## SET EXERCISE
Reproduce the listing exactly and skip over any pictures.

## DATA PROVIDED
==================================================
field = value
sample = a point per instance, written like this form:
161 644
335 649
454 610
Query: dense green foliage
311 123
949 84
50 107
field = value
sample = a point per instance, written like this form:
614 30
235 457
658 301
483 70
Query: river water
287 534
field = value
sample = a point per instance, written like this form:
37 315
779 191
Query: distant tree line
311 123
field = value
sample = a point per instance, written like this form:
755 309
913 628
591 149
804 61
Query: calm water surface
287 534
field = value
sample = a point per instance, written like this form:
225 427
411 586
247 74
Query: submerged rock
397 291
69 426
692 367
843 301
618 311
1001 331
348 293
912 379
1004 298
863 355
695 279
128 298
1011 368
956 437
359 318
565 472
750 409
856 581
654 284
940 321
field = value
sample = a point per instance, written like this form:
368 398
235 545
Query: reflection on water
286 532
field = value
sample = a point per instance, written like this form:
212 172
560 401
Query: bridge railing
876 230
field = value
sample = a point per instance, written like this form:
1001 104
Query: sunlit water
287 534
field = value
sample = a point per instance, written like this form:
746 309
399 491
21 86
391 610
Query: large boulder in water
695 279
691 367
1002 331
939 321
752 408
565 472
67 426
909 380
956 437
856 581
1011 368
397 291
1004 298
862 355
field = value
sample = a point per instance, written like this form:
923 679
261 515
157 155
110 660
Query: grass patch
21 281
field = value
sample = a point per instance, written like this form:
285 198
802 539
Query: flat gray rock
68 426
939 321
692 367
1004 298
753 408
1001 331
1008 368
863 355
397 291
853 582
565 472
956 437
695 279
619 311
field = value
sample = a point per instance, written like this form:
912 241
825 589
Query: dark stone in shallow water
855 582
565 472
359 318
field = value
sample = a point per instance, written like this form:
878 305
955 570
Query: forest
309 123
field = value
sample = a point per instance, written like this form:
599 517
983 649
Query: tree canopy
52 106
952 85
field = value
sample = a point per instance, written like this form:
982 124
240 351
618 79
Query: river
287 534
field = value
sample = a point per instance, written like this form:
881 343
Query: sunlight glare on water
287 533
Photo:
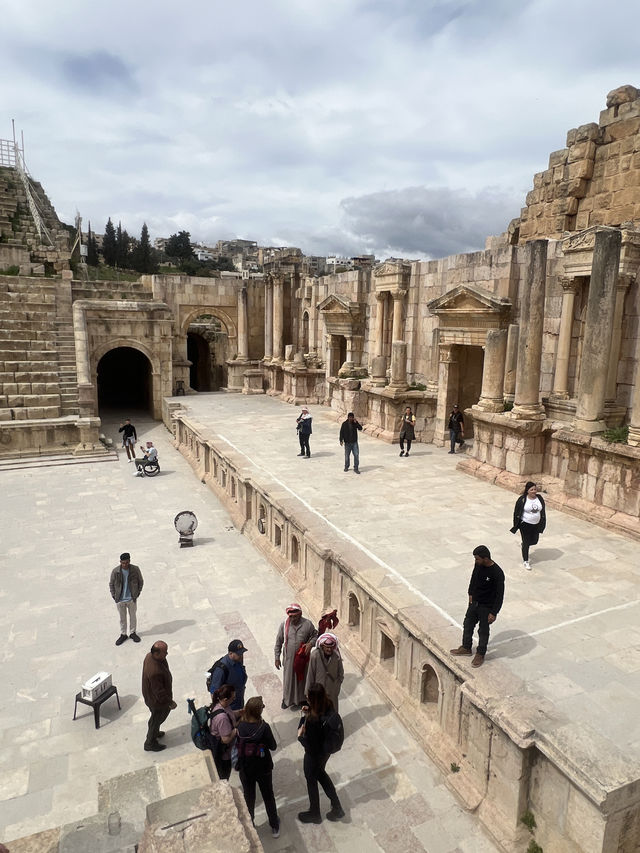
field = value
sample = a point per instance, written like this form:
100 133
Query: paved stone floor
570 628
63 529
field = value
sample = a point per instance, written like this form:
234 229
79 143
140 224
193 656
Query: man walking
230 670
303 425
125 586
486 592
129 438
157 691
349 438
294 641
456 428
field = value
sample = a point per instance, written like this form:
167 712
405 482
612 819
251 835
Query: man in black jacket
349 438
486 593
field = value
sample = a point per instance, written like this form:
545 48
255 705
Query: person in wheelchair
148 461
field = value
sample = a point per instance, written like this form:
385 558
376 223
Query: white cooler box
96 686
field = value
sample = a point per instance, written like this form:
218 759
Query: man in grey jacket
125 585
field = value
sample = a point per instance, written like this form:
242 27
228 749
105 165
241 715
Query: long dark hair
227 691
319 702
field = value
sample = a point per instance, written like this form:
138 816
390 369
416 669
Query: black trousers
315 773
477 614
304 443
157 718
265 783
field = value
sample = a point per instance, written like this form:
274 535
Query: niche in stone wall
429 687
353 618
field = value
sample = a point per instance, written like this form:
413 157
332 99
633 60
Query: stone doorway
124 380
208 351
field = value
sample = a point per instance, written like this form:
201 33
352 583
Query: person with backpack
255 743
230 670
223 728
321 733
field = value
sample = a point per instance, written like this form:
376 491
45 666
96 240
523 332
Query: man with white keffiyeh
325 666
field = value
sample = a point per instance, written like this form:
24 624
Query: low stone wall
503 750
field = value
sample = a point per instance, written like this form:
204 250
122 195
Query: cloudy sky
400 127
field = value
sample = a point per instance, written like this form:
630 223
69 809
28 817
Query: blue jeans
348 450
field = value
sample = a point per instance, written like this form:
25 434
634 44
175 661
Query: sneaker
336 813
309 817
461 650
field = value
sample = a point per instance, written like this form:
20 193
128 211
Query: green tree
179 246
144 258
92 249
123 247
109 247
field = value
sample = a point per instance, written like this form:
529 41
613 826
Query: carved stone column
527 398
243 326
598 331
561 376
624 280
381 299
398 315
398 365
268 319
511 363
278 318
495 350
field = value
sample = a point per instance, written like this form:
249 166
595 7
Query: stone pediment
465 299
339 305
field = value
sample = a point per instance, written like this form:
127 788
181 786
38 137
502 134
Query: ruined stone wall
594 180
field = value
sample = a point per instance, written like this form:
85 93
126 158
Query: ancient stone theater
536 338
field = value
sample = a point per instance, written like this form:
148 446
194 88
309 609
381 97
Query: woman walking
317 724
222 726
255 744
407 431
529 517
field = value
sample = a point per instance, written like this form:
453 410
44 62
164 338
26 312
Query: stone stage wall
513 750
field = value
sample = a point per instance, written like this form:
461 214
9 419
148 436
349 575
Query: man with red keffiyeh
294 641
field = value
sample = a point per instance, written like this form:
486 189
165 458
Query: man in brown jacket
157 691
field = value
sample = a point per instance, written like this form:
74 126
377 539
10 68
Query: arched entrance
124 380
208 351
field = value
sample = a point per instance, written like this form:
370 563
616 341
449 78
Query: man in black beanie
486 593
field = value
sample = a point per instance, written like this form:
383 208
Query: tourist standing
222 725
129 438
157 691
530 518
325 667
407 431
294 641
456 428
125 586
486 593
349 438
317 722
303 425
255 744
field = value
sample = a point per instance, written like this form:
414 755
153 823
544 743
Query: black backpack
333 731
217 665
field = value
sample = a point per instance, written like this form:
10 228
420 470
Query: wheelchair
150 468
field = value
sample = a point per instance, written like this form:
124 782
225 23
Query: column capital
568 283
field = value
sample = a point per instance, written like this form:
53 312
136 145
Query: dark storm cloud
428 221
98 72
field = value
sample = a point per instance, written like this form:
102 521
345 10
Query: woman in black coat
529 517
==================================================
## REPLY
field = value
sample = a point per instance, written like this form:
161 644
335 649
454 610
Query: dense green foliage
311 123
949 84
50 107
field = value
sample = a point per instance, written like this form:
614 30
235 457
658 301
483 70
Query: river water
287 534
field = value
sample = a point per instance, written like this form:
37 315
779 191
Query: distant tree line
311 123
field = value
sample = a point per instance, written like this form:
755 309
913 628
591 149
804 61
Query: calm water surface
287 534
field = value
sample = a point per instance, written like this form:
225 427
411 586
247 74
Query: submerged rock
397 291
69 426
692 367
843 301
618 311
1001 331
348 293
912 379
1004 298
863 355
695 279
128 298
1011 368
956 437
359 318
565 472
750 409
856 581
654 284
940 321
field = value
sample = a point per instance, written like this form:
368 398
235 545
Query: reflection on water
286 532
field = value
sample = a point per instance, written like this form:
212 172
560 401
Query: bridge railing
876 230
field = value
sample = a point per instance, written like this form:
1001 104
Query: sunlit water
287 534
field = value
sample = a point per instance, written like this form:
746 309
399 491
21 86
391 610
Query: large boulder in water
695 279
691 367
1002 331
939 321
752 408
565 472
67 426
909 380
956 437
856 581
1011 368
397 291
1004 298
862 355
field = value
sample = a point per instance, written like this form:
923 679
261 515
157 155
110 660
Query: grass patch
21 281
field = value
sample = a point per instance, written like this form:
285 198
802 539
Query: flat gray rock
68 426
939 321
692 367
1004 298
753 408
1001 331
1008 368
863 355
397 291
853 582
565 472
956 437
695 279
619 311
field = value
sample = a point per instance, written like this form:
912 241
825 589
Query: dark stone in shallow water
855 582
565 472
359 318
field = value
sample = a point per instance, written like this form:
878 305
955 570
Query: forest
309 123
field = value
sample = a point per instance, written like this form:
599 517
983 649
Query: tree canopy
52 106
952 85
field = value
sample = a point per instance, written like this form:
982 124
240 351
618 79
Query: river
287 534
field = value
sample = a point per instance, written like this form:
881 343
Query: sunlight glare on water
287 533
Photo:
field = value
sample = a point per instance, written like this form:
100 133
Query: paved stone floor
570 628
63 529
field = value
sample = a point per instance, written like this form:
234 229
79 143
140 224
193 656
Query: man walking
230 670
303 425
125 586
486 592
129 438
157 691
349 438
294 641
456 428
field = value
sample = a point per instance, written like this form:
167 712
405 482
612 819
251 835
Query: man in black jacket
349 438
486 593
field = value
sample = a point per instance, written like this form:
545 48
255 705
Query: person in wheelchair
148 461
field = value
sample = a point per instance, written like this form:
385 558
376 223
Query: white cooler box
96 686
field = value
sample = a point per instance, written like this form:
218 759
Query: man in grey jacket
125 585
field = value
sample = a point per instance, written like this form:
242 27
228 749
105 165
241 715
Query: long dark hair
227 691
319 702
field = value
sample = a point per instance, written like this form:
138 816
390 369
416 669
Query: black trousers
315 773
477 614
304 443
157 718
265 783
field = value
sample = a point per instance, written like this form:
274 535
Query: niche in stone wall
429 687
353 618
field = value
sample = a point per instance, written like this form:
413 157
332 99
633 60
Query: stone doorway
124 380
208 351
field = value
sample = a point per instance, written like this form:
201 33
352 583
Query: person with backpack
255 743
230 670
223 728
321 733
field = value
sample = a point per instance, written like this form:
376 491
45 666
96 240
523 332
Query: man with white keffiyeh
325 666
field = value
sample = a point per instance, written like this form:
24 624
Query: low stone wall
503 750
field = value
sample = a point per instance, written like this form:
204 250
122 195
Query: cloudy sky
400 127
field = value
sample = a point per instance, written like this form:
630 223
69 809
28 817
Query: blue jeans
348 450
field = value
sample = a point per instance, written like this form:
25 434
634 44
175 661
Query: sneaker
336 813
309 817
461 650
field = value
sample = a point per instance, written like this form:
20 193
128 211
Query: green tree
179 246
144 258
92 249
123 247
109 247
field = value
sample = a point per instance, written like this form:
529 41
613 826
Query: carved stone column
527 398
243 326
598 331
561 376
624 280
381 299
398 315
398 365
268 319
511 363
278 318
495 350
field = value
sample = a point per instance, written like this form:
249 166
595 7
Query: stone pediment
465 299
339 305
field = value
sample = a point per instance, written like this form:
127 788
181 786
38 137
502 134
Query: ruined stone wall
594 180
field = value
sample = a point per instance, written like this form:
85 93
126 158
Query: ancient stone theater
536 338
field = value
sample = a point per instance, written like this form:
148 446
194 88
309 609
381 97
Query: woman walking
317 724
222 726
255 744
407 431
529 517
field = value
sample = a point per instance, written like this form:
453 410
44 62
164 338
26 312
Query: stone stage wall
513 750
field = value
sample = a point per instance, written like this form:
461 214
9 419
148 436
349 575
Query: man with red keffiyeh
294 641
field = value
sample = a point per instance, written like this form:
486 189
165 458
Query: man in brown jacket
157 691
field = value
sample = a point per instance, written like this form:
74 126
377 539
10 68
Query: arched entrance
124 380
208 351
field = value
sample = a point per instance, written like this form:
370 563
616 341
449 78
Query: man in black beanie
486 593
field = value
sample = a point per instance, written like this form:
383 208
Query: tourist standing
222 725
129 438
157 691
530 518
325 667
407 431
294 641
456 428
125 586
486 593
349 438
317 722
303 425
255 744
field = value
sample = a point per instance, written like this form:
414 755
153 823
544 743
Query: black backpack
333 731
217 665
field = value
sample = a point per instance, written like this form:
10 228
420 470
Query: wheelchair
150 468
field = value
sample = a point per instance, written like this form:
124 782
225 23
Query: column capital
568 283
field = value
sample = a point per instance, written like this form:
53 312
136 145
Query: dark storm cloud
428 221
98 72
field = value
sample = a point per instance, written like this form:
102 521
345 10
Query: woman in black coat
529 517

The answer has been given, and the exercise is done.